═══ DATA SECTION ═══

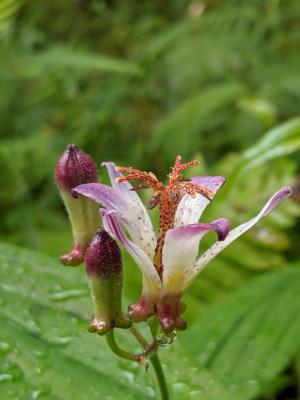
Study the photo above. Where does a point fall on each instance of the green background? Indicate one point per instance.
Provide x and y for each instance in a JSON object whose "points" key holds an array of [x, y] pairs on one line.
{"points": [[138, 83]]}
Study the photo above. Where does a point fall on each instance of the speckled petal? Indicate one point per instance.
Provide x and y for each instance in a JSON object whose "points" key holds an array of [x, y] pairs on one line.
{"points": [[215, 249], [190, 209], [132, 212], [180, 251], [146, 236], [111, 222]]}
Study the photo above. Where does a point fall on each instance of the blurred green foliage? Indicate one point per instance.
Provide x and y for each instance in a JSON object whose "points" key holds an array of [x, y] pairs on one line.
{"points": [[138, 83]]}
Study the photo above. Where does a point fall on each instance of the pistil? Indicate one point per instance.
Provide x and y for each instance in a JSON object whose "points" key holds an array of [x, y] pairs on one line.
{"points": [[167, 197]]}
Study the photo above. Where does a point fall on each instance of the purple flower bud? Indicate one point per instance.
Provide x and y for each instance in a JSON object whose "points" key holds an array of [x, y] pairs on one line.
{"points": [[75, 167], [104, 271], [103, 258]]}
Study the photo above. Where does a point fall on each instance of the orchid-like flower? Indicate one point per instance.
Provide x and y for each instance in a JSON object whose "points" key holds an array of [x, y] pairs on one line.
{"points": [[170, 262]]}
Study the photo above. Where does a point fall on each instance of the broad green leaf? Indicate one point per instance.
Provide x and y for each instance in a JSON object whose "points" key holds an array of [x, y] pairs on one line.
{"points": [[250, 336], [46, 351]]}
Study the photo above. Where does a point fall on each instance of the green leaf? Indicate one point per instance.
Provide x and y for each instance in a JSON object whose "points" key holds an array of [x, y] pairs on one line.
{"points": [[250, 336], [83, 61], [181, 127], [46, 351], [280, 141]]}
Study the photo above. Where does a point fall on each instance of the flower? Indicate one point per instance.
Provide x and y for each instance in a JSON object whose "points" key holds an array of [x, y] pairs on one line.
{"points": [[170, 262], [104, 271], [72, 169]]}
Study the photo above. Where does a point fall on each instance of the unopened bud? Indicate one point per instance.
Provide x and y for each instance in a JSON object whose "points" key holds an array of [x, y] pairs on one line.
{"points": [[74, 168], [104, 271]]}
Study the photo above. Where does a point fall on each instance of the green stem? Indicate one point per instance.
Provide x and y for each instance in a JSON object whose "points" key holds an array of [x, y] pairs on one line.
{"points": [[155, 361], [111, 341], [160, 376]]}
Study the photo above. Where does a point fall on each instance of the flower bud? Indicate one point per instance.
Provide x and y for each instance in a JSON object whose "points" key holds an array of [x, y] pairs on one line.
{"points": [[104, 271], [74, 168]]}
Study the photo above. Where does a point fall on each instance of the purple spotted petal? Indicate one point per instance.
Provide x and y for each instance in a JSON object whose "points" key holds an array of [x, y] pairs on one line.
{"points": [[180, 251], [190, 209], [111, 222], [132, 212], [215, 249]]}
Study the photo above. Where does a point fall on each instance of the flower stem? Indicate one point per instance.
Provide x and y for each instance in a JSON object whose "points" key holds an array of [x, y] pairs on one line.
{"points": [[111, 341], [155, 361], [160, 376]]}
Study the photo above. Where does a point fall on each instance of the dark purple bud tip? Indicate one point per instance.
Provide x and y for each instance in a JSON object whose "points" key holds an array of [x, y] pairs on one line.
{"points": [[103, 256], [75, 257], [74, 168]]}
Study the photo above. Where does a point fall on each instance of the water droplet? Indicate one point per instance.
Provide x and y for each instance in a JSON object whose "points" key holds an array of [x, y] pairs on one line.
{"points": [[129, 376], [67, 294], [33, 327], [39, 392], [5, 378], [40, 353], [149, 391], [196, 393], [4, 347], [180, 387], [61, 341]]}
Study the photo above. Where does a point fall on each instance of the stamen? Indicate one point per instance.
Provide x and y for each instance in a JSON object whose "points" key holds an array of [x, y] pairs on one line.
{"points": [[166, 196]]}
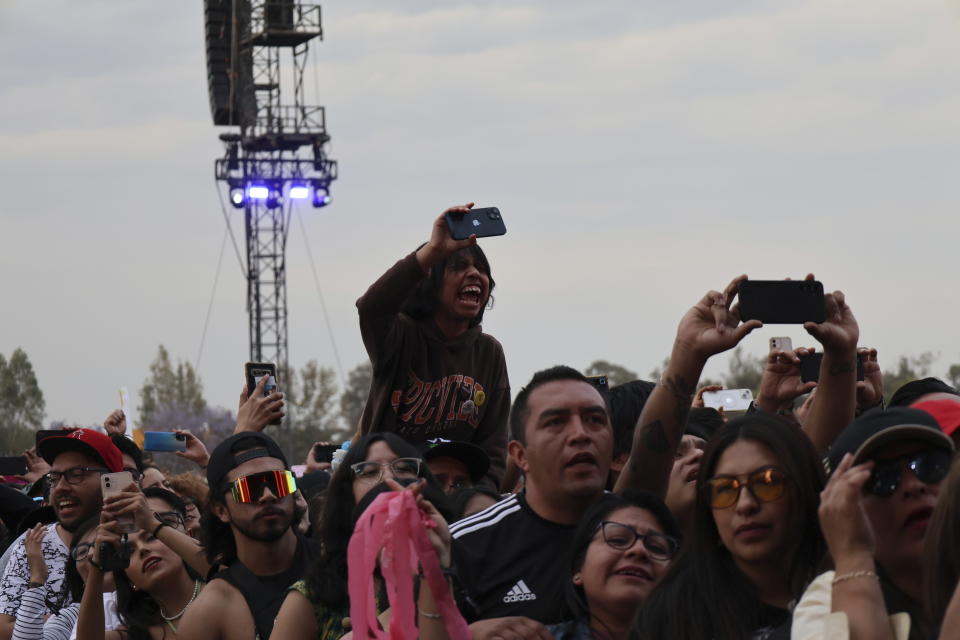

═══

(WHAT IS EXPECTED)
Copy from the entries only those lines that hold the word "purple".

(EXERCISE SOLUTION)
Study the photo above. Where does a point fall on each instance of the purple flower bud? Indicate one point per instance.
Study the photo above. Where does a point fall on each instance of the purple spotted petal? Indicate one point per instance.
Study the photo above. Where does a point fall on each instance of the dark purple bud tip? Indicate one point per instance.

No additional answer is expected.